TEXT SECTION:
Al-Hassan Adam, international coordinator at End Water Poverty — a coalition of civil society organizations that campaigns for sustainable WASH — called on sector professionals to keep putting pressure on countries to improve access to water and hygiene facilities.
“Keep reminding them that they need to do something now and post-COVID. ... History has told us that we seize the opportunity when there’s a crisis and governments will sit up and do what they’re expected to do,” Adam said.
“In the short-term, governments and donors should be doubling their investments in WASH as part of their COVID-responses. … It’s about donors and governments fulfilling their existing commitments to WASH, which they haven’t been doing,” Jones said.

[Dataset entries]
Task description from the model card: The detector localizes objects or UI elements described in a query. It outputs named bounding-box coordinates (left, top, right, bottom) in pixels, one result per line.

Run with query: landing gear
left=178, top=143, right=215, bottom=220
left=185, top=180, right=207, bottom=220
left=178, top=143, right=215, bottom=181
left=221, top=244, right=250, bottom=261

PROBLEM A: Render this sentence from the passage on water and hygiene funding into Spanish: "History has told us that we seize the opportunity when there's a crisis and governments will sit up and do what they're expected to do."
PROBLEM B: Write the next part of the passage on water and hygiene funding, starting after its final sentence.

EXERCISE OUTPUT A: La historia nos ha dicho que aprovechamos la oportunidad cuando hay una crisis, y los gobiernos prestarán atención y harán lo que se espera de ellos.

EXERCISE OUTPUT B:
Prior to the pandemic, financing for WASH was already lacking — less than 15% of countries had the financing needed to implement their national WASH plans, according to the United Nations’ GLAAS report. It notes a recent uptick in donor funding for WASH, which accounted for 4.5% of overall official development assistance in 2017 — but that follows several years of decline. Now, there are fears that the pandemic will lead to a concentration of ODA on health interventions, at the expense of other sectors.
The Gavi replenishment on June 4 marks another opportunity to emphasize that hygiene should go hand in hand with vaccines, Jones said. “When there’s a COVID-19 vaccine, it should be rolled out in an integrated way, so it should be the vaccine plus very strong hygiene promotion with the facilities for people to be able to wash their hands,” he said.